--- WHAT TO DO ---
The entries that follow include a run beginning at the line with "Reviewer check: make sure each instance of the telephone" and ending at the line with "Reviewer check: make sure each instance of the desk"; restate that run word for word and leave the rest out.

--- INPUT DATA ---
☆ ☆ ☆ ☆
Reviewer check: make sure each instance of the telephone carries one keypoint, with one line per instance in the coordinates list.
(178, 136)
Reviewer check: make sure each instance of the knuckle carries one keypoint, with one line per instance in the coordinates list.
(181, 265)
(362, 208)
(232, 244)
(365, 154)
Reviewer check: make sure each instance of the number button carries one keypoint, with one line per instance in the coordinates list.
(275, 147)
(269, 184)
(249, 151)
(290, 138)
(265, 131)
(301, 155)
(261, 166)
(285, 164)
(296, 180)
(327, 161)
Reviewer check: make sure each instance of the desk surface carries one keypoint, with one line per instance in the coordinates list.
☆ ☆ ☆ ☆
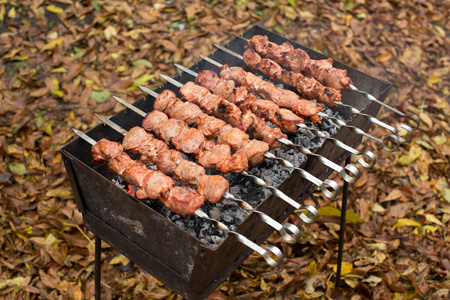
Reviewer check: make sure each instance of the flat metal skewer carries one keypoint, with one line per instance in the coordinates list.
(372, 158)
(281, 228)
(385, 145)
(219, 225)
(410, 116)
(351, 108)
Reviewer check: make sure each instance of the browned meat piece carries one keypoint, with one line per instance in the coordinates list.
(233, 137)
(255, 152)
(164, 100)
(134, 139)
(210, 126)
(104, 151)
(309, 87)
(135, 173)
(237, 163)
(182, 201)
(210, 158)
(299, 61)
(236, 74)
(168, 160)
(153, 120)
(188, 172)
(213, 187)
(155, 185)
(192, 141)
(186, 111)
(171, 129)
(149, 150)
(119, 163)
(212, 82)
☆ ☆ ☆ ☆
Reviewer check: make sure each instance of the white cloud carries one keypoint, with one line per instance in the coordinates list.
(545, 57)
☆ ☆ ☆ ☆
--- SOLUTION TO THIS TASK ---
Reviewer check: make sure each instance of the telephone carries one keypoint, with one line per instance in the coordinates list.
(178, 136)
Reviewer check: make sure each instance of the knuckle carries one keypoint, with one line per instance in the coordinates list.
(181, 265)
(362, 208)
(232, 244)
(365, 154)
Reviewer check: make sure each instance of the number button carries one keypoint, with one line per instance in the coordinates list.
(275, 147)
(269, 184)
(249, 151)
(290, 138)
(265, 131)
(301, 155)
(261, 166)
(285, 164)
(296, 180)
(327, 161)
Reviewer check: make sure each instance of the desk surface carries one keypoint, with one line per instance in the coordinates list.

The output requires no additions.